--- START ---

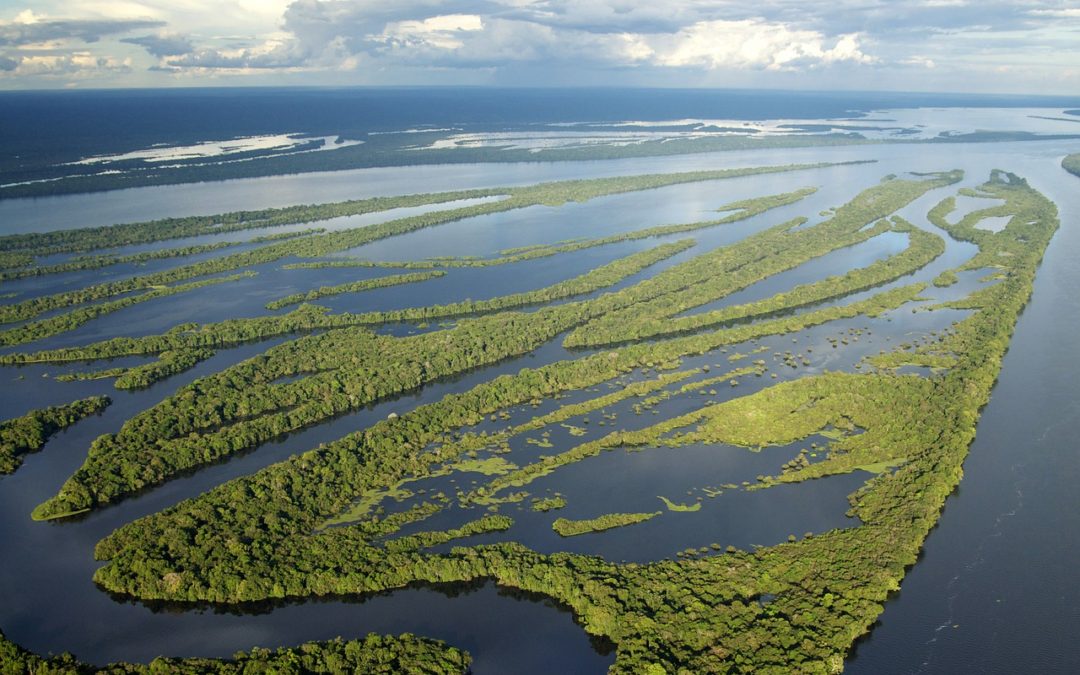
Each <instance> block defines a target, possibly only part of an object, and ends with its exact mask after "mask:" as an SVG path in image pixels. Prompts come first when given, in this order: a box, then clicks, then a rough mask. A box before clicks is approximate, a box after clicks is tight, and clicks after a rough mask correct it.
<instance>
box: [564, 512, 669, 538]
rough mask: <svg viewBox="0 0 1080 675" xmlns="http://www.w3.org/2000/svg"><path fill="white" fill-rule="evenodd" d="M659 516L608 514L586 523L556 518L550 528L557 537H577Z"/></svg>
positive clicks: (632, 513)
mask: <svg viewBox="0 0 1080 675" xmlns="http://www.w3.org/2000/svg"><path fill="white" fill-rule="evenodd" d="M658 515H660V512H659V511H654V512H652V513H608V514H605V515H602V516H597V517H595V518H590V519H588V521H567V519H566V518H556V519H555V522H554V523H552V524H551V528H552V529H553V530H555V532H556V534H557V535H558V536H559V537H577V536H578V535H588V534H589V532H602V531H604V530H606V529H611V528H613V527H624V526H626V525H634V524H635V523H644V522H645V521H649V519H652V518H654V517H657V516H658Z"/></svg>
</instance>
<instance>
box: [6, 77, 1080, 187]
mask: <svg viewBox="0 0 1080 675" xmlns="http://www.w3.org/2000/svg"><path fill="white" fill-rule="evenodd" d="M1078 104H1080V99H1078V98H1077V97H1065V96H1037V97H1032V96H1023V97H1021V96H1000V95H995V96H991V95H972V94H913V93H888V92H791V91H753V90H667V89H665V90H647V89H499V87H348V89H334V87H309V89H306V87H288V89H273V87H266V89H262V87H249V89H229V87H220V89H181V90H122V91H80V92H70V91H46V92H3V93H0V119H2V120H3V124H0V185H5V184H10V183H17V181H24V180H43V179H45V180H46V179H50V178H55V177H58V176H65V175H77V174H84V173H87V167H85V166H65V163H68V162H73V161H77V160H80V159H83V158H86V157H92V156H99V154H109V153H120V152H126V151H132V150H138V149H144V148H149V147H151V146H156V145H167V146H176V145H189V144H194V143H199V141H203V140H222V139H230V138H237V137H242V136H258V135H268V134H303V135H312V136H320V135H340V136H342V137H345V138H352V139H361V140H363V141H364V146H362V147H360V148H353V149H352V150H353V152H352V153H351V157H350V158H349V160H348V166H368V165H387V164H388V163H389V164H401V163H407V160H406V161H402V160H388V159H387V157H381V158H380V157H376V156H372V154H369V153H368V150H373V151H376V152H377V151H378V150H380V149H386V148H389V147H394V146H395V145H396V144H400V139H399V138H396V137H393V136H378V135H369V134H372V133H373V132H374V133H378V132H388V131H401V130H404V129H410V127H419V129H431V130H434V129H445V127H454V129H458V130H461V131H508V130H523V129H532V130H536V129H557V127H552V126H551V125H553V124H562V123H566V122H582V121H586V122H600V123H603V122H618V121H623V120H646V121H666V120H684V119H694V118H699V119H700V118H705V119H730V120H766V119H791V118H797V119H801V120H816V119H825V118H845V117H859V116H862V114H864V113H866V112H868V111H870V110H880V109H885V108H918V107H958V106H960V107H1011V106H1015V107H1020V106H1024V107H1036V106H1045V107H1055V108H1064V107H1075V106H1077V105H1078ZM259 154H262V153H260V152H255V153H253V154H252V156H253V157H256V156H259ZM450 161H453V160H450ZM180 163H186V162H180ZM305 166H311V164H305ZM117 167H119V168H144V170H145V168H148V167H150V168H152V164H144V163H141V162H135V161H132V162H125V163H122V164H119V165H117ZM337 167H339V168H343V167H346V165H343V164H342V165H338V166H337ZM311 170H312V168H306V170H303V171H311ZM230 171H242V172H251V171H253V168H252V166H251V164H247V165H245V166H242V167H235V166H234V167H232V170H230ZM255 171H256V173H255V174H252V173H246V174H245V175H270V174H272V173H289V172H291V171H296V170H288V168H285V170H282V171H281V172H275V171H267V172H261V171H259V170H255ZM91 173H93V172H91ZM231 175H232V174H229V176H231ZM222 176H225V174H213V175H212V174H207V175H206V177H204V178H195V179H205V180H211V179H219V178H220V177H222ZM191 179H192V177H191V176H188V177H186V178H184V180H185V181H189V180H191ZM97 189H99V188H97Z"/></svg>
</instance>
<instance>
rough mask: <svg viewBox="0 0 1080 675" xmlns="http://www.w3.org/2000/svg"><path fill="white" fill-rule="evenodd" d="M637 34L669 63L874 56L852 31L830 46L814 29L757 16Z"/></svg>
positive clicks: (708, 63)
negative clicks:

--- END ---
--- START ---

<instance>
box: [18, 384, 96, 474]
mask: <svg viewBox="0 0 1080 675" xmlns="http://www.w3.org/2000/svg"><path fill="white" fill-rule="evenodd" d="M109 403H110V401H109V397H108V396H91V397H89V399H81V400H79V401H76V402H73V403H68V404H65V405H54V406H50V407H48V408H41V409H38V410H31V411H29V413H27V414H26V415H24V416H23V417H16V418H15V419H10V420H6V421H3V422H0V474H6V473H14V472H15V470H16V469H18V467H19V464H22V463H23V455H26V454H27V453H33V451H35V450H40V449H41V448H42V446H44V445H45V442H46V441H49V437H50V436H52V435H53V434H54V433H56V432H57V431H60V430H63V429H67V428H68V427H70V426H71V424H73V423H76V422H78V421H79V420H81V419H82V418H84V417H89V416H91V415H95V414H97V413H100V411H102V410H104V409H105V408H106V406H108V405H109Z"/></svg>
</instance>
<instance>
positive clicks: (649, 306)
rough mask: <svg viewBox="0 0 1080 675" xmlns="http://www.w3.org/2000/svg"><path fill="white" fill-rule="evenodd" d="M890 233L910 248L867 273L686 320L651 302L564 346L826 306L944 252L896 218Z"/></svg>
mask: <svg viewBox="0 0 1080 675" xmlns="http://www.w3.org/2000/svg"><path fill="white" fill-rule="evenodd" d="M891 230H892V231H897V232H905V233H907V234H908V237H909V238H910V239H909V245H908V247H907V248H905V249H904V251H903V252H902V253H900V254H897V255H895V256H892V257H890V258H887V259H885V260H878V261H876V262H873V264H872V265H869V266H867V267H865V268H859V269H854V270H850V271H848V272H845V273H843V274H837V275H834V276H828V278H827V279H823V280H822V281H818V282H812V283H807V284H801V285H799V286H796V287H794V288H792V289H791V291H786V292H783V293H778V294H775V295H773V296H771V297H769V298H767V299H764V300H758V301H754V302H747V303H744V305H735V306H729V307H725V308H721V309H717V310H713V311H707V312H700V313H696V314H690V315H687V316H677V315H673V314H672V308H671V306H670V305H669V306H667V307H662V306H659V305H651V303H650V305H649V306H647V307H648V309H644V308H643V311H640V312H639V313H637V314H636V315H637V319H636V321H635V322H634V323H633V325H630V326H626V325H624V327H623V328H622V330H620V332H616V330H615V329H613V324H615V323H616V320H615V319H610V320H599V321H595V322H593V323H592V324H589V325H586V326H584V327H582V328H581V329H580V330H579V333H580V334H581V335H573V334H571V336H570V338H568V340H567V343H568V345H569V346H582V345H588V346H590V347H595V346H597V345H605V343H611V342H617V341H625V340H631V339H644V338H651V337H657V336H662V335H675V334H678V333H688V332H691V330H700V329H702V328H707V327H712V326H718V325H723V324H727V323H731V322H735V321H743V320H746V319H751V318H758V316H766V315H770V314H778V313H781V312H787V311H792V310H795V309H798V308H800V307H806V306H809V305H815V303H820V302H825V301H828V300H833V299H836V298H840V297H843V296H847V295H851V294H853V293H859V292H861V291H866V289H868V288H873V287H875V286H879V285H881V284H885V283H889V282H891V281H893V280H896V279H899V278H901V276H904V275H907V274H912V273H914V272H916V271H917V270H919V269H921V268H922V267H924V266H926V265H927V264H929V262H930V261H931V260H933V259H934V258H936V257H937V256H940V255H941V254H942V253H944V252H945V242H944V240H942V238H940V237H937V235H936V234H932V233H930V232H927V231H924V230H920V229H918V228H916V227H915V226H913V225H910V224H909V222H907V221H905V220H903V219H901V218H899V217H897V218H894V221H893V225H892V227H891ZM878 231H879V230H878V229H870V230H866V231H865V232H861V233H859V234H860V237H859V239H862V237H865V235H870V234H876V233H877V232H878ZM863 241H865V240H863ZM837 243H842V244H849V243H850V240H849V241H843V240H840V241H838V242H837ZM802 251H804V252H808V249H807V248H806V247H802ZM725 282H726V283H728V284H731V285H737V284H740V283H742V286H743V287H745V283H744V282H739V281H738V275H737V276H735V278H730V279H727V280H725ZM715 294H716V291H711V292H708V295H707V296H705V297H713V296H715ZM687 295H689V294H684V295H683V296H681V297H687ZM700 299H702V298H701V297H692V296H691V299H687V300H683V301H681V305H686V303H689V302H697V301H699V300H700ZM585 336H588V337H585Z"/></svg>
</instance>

--- END ---

_REQUIRED ACTION_:
Report, in full, every line of the items above that contains the string "positive".

_ANSWER BOX_:
positive clicks: (632, 513)
positive clicks: (708, 63)
positive clicks: (649, 306)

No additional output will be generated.